- [Exercise directions]: What follows is a set of records. Repeat them word for word.

- [Record extracts]:
──────

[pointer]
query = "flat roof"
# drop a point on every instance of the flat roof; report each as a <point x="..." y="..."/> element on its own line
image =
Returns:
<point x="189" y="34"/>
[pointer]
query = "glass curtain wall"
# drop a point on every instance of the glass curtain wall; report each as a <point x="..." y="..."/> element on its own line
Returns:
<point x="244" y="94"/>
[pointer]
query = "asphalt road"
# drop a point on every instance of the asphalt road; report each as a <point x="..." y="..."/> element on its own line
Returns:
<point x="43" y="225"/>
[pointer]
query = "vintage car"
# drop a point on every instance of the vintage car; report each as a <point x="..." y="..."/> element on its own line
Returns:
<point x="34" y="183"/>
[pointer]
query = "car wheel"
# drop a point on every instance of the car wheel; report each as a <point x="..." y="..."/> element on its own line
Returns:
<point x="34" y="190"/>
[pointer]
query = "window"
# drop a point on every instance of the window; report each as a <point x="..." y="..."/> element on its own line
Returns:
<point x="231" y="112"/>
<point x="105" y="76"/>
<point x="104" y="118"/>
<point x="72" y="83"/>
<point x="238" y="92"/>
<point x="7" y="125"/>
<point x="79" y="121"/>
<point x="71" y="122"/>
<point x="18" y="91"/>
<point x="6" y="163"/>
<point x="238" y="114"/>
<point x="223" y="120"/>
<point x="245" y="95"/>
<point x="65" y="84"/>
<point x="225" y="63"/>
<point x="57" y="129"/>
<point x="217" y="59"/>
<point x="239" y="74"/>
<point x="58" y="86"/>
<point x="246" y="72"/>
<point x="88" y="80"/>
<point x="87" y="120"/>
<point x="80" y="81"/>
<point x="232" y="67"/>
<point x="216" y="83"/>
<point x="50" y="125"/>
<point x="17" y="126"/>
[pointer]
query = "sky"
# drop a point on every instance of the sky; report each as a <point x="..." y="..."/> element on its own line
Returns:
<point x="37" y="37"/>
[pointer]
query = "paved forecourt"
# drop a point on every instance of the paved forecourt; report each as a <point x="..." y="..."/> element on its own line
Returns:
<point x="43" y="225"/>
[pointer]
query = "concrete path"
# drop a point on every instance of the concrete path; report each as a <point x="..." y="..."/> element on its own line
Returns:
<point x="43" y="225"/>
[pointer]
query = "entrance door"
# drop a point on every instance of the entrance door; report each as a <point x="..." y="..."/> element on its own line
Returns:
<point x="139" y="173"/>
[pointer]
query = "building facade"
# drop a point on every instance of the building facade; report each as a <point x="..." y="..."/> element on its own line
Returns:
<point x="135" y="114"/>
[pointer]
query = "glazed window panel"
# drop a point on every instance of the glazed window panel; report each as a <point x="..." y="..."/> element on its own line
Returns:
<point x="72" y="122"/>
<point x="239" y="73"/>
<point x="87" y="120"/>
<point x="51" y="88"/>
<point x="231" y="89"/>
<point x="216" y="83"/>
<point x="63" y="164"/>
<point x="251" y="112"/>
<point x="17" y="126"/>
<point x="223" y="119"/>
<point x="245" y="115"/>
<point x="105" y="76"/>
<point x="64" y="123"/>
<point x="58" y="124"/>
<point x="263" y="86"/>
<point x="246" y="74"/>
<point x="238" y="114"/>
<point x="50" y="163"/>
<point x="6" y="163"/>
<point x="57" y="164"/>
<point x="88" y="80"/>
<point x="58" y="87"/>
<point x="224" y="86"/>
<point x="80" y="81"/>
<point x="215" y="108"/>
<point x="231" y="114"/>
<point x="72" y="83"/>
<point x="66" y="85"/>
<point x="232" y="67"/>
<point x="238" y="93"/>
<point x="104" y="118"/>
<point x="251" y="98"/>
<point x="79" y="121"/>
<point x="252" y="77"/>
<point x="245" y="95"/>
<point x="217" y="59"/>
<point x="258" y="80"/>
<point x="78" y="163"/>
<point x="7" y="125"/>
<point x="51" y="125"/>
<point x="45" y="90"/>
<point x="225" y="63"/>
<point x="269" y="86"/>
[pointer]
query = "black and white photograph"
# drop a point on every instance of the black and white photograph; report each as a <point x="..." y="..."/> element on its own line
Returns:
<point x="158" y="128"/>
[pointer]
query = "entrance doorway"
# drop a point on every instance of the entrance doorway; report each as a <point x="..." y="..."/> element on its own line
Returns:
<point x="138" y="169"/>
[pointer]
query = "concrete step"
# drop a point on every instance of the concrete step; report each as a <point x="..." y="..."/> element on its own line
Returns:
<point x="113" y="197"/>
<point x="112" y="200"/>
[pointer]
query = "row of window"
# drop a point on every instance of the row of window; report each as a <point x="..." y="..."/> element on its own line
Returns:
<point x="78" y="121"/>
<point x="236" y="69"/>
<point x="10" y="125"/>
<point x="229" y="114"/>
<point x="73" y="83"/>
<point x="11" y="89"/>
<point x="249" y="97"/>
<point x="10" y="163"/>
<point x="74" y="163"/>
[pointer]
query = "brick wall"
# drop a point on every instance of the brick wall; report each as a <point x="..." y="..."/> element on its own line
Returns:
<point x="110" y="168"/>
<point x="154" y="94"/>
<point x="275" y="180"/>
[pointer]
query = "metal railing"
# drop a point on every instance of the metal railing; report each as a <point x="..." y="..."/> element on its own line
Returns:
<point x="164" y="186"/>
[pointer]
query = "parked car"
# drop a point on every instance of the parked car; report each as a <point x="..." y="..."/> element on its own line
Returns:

──────

- [Response]:
[pointer]
query = "flat roof"
# drop a point on every instance of the flat roof; report each as a <point x="..." y="..."/> element on its own line
image =
Returns:
<point x="189" y="34"/>
[pointer]
query = "glass curtain wall"
# drop a point on every instance of the glass curtain wall; report each as a <point x="..." y="..."/> element on its own line
Returns:
<point x="244" y="94"/>
[pointer]
query = "asphalt road"
# drop a point on every instance of the asphalt road; report each as a <point x="..." y="..."/> element on its own line
Returns:
<point x="43" y="225"/>
[pointer]
query = "vintage car"
# drop a point on every instance of the vintage car; report each as a <point x="..." y="..."/> element on its own line
Returns:
<point x="34" y="183"/>
[pointer]
query = "car wheel"
# drop a point on every instance of the car wheel; report each as a <point x="..." y="..."/> element on its own line
Returns:
<point x="34" y="190"/>
[pointer]
query = "window"
# drop a point on every instance of the window; report each as a <point x="..." y="..."/> element on its own line
Returns:
<point x="231" y="112"/>
<point x="105" y="76"/>
<point x="104" y="118"/>
<point x="72" y="83"/>
<point x="238" y="92"/>
<point x="7" y="125"/>
<point x="79" y="121"/>
<point x="71" y="122"/>
<point x="18" y="91"/>
<point x="6" y="163"/>
<point x="238" y="114"/>
<point x="223" y="120"/>
<point x="245" y="95"/>
<point x="65" y="84"/>
<point x="225" y="63"/>
<point x="57" y="129"/>
<point x="217" y="59"/>
<point x="239" y="74"/>
<point x="58" y="86"/>
<point x="246" y="72"/>
<point x="88" y="80"/>
<point x="87" y="120"/>
<point x="80" y="81"/>
<point x="232" y="67"/>
<point x="216" y="83"/>
<point x="50" y="125"/>
<point x="17" y="126"/>
[pointer]
query = "sky"
# drop a point on every instance of the sky; report each as a <point x="..." y="..."/> element on its own line
Returns:
<point x="37" y="37"/>
[pointer]
query = "paved forecourt"
# drop a point on every instance of the paved forecourt; report each as a <point x="..." y="..."/> element on its own line
Returns:
<point x="43" y="225"/>
[pointer]
query = "concrete path"
# drop a point on every instance of the concrete path; report each as a <point x="..." y="..."/> element on its own line
Returns:
<point x="43" y="225"/>
[pointer]
query = "entrance door"
# drop a point on every instance of the entrance door; report each as a <point x="..." y="..."/> element on its own line
Returns:
<point x="139" y="173"/>
[pointer]
query = "building facade"
# drop a point on every instance of the building facade; report each as a <point x="..." y="..."/> element on its own line
Returns:
<point x="135" y="114"/>
[pointer]
query = "glazed window panel"
# drop a point on every instance of the glazed window panel; report each as a <point x="..." y="..."/> element on its own line
Returns:
<point x="72" y="122"/>
<point x="239" y="73"/>
<point x="87" y="120"/>
<point x="51" y="88"/>
<point x="231" y="89"/>
<point x="216" y="83"/>
<point x="63" y="164"/>
<point x="251" y="112"/>
<point x="17" y="126"/>
<point x="223" y="119"/>
<point x="245" y="115"/>
<point x="105" y="76"/>
<point x="64" y="123"/>
<point x="58" y="124"/>
<point x="263" y="86"/>
<point x="246" y="74"/>
<point x="238" y="114"/>
<point x="50" y="163"/>
<point x="6" y="163"/>
<point x="57" y="164"/>
<point x="88" y="80"/>
<point x="58" y="87"/>
<point x="224" y="86"/>
<point x="80" y="81"/>
<point x="215" y="108"/>
<point x="231" y="114"/>
<point x="72" y="83"/>
<point x="66" y="85"/>
<point x="232" y="67"/>
<point x="238" y="93"/>
<point x="104" y="118"/>
<point x="251" y="98"/>
<point x="79" y="121"/>
<point x="252" y="77"/>
<point x="245" y="95"/>
<point x="217" y="59"/>
<point x="258" y="80"/>
<point x="78" y="163"/>
<point x="7" y="125"/>
<point x="51" y="125"/>
<point x="45" y="90"/>
<point x="225" y="63"/>
<point x="269" y="86"/>
[pointer]
query = "black and white photograph"
# drop a point on every instance of the black and white photograph; report each as a <point x="..." y="..."/> element on its own line
Returns:
<point x="158" y="128"/>
[pointer]
query = "entrance doorway"
# drop a point on every instance of the entrance doorway; report each as a <point x="..." y="..."/> element on its own line
Returns:
<point x="138" y="169"/>
[pointer]
query = "concrete step"
# drop a point on every instance of the concrete step; report each as a <point x="..." y="..."/> element on its own line
Returns:
<point x="113" y="197"/>
<point x="112" y="200"/>
[pointer]
query = "row of window"
# drop a point on every instance of the row of window; report each as a <point x="..." y="..."/> element on its own line
Returns:
<point x="78" y="121"/>
<point x="236" y="69"/>
<point x="10" y="125"/>
<point x="229" y="114"/>
<point x="73" y="83"/>
<point x="11" y="89"/>
<point x="249" y="97"/>
<point x="10" y="163"/>
<point x="74" y="163"/>
[pointer]
query = "brick wall"
# drop a point on every instance of the brick wall; report each as a <point x="..." y="..."/> element on its own line
Returns:
<point x="110" y="168"/>
<point x="154" y="94"/>
<point x="275" y="180"/>
[pointer]
query = "metal railing"
# drop a point on every instance of the metal railing; report each as a <point x="..." y="..."/> element on its own line
Returns:
<point x="164" y="186"/>
[pointer]
query = "parked car"
# drop a point on every instance of the parked car; report each as a <point x="..." y="..."/> element on its own line
Returns:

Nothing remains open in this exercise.